Required action | Write out the entries below exactly, from the first line to the one with "spot the bare earth patch.", both ends included.

Segment Start: Extracted material

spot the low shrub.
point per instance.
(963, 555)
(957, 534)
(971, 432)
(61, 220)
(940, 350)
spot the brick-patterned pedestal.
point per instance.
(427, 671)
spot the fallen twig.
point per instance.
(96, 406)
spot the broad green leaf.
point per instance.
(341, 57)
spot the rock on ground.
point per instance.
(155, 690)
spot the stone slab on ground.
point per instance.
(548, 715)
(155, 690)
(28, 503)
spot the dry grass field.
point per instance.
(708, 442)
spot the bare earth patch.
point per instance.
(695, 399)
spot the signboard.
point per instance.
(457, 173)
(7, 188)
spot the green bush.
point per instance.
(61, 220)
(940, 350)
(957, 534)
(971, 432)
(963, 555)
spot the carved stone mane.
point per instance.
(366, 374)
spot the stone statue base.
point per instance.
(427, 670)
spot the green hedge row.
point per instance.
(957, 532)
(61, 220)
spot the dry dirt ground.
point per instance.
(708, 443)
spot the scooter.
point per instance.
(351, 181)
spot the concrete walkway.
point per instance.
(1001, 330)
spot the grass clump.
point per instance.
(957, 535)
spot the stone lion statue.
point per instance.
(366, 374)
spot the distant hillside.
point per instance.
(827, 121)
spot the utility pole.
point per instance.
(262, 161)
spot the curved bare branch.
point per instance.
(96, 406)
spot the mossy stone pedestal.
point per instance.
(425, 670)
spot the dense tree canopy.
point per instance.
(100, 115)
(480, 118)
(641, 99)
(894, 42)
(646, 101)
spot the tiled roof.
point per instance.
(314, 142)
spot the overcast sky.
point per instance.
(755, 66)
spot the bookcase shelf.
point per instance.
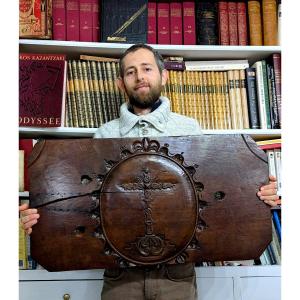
(189, 52)
(70, 132)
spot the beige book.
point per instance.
(243, 90)
(21, 170)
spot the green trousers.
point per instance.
(170, 282)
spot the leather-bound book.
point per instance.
(124, 21)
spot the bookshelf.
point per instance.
(214, 283)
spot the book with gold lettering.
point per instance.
(42, 85)
(124, 21)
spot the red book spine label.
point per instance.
(176, 23)
(152, 32)
(59, 20)
(232, 17)
(96, 21)
(72, 9)
(242, 23)
(223, 23)
(86, 21)
(163, 23)
(189, 26)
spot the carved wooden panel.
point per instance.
(134, 201)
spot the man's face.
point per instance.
(142, 80)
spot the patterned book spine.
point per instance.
(233, 25)
(227, 100)
(86, 106)
(163, 23)
(207, 23)
(86, 20)
(255, 25)
(244, 99)
(270, 27)
(79, 96)
(223, 23)
(59, 20)
(232, 100)
(96, 20)
(104, 101)
(96, 92)
(252, 98)
(92, 93)
(72, 96)
(72, 16)
(242, 23)
(152, 28)
(176, 23)
(189, 23)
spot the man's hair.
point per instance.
(158, 58)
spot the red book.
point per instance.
(223, 23)
(232, 18)
(42, 87)
(163, 23)
(86, 21)
(176, 23)
(242, 23)
(96, 21)
(27, 146)
(189, 23)
(59, 20)
(151, 36)
(72, 15)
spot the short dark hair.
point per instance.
(158, 58)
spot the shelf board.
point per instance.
(190, 52)
(71, 132)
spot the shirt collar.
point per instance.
(157, 118)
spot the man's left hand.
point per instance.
(268, 193)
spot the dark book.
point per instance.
(272, 97)
(207, 23)
(252, 98)
(42, 82)
(124, 21)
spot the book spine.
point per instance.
(152, 28)
(270, 27)
(86, 20)
(242, 24)
(176, 23)
(255, 25)
(244, 99)
(276, 58)
(189, 24)
(72, 16)
(233, 25)
(59, 20)
(252, 98)
(223, 23)
(96, 20)
(163, 23)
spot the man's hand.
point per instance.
(28, 217)
(268, 193)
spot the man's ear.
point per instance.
(164, 77)
(120, 84)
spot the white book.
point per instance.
(271, 162)
(260, 91)
(216, 65)
(277, 153)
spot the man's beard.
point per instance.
(145, 101)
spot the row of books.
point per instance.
(55, 92)
(155, 22)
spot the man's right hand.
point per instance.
(28, 217)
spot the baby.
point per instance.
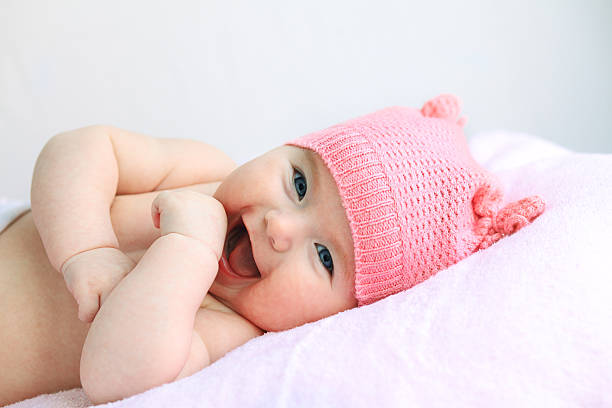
(175, 258)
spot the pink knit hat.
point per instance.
(416, 200)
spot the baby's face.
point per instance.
(288, 255)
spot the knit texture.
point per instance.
(416, 200)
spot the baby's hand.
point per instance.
(92, 275)
(192, 214)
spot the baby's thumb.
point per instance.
(88, 307)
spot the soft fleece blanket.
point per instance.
(526, 322)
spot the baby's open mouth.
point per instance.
(240, 254)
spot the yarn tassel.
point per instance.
(493, 224)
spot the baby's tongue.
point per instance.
(241, 258)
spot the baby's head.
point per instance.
(354, 213)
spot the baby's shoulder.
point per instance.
(221, 328)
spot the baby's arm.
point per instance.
(143, 335)
(76, 177)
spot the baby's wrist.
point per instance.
(107, 252)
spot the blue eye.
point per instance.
(325, 258)
(299, 181)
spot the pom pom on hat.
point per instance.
(416, 200)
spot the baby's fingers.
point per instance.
(89, 303)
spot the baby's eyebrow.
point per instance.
(341, 253)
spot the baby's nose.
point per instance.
(282, 229)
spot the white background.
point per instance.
(247, 76)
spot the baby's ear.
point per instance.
(445, 106)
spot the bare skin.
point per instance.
(173, 291)
(40, 333)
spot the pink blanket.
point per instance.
(526, 322)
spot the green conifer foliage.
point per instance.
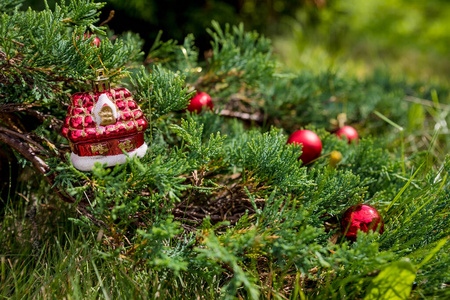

Segment End: Extracted material

Exercise output |
spot the low shrub.
point per instance.
(963, 555)
(957, 534)
(971, 432)
(61, 220)
(940, 350)
spot the brick-patterned pedestal.
point per instance.
(427, 671)
spot the fallen twig.
point per instance.
(96, 406)
spot the broad green leaf.
point per instance.
(341, 57)
spot the rock on ground.
point per instance.
(155, 690)
spot the stone slab on ground.
point per instance.
(548, 715)
(155, 690)
(28, 503)
spot the dry grass field.
point per instance.
(708, 442)
spot the bare earth patch.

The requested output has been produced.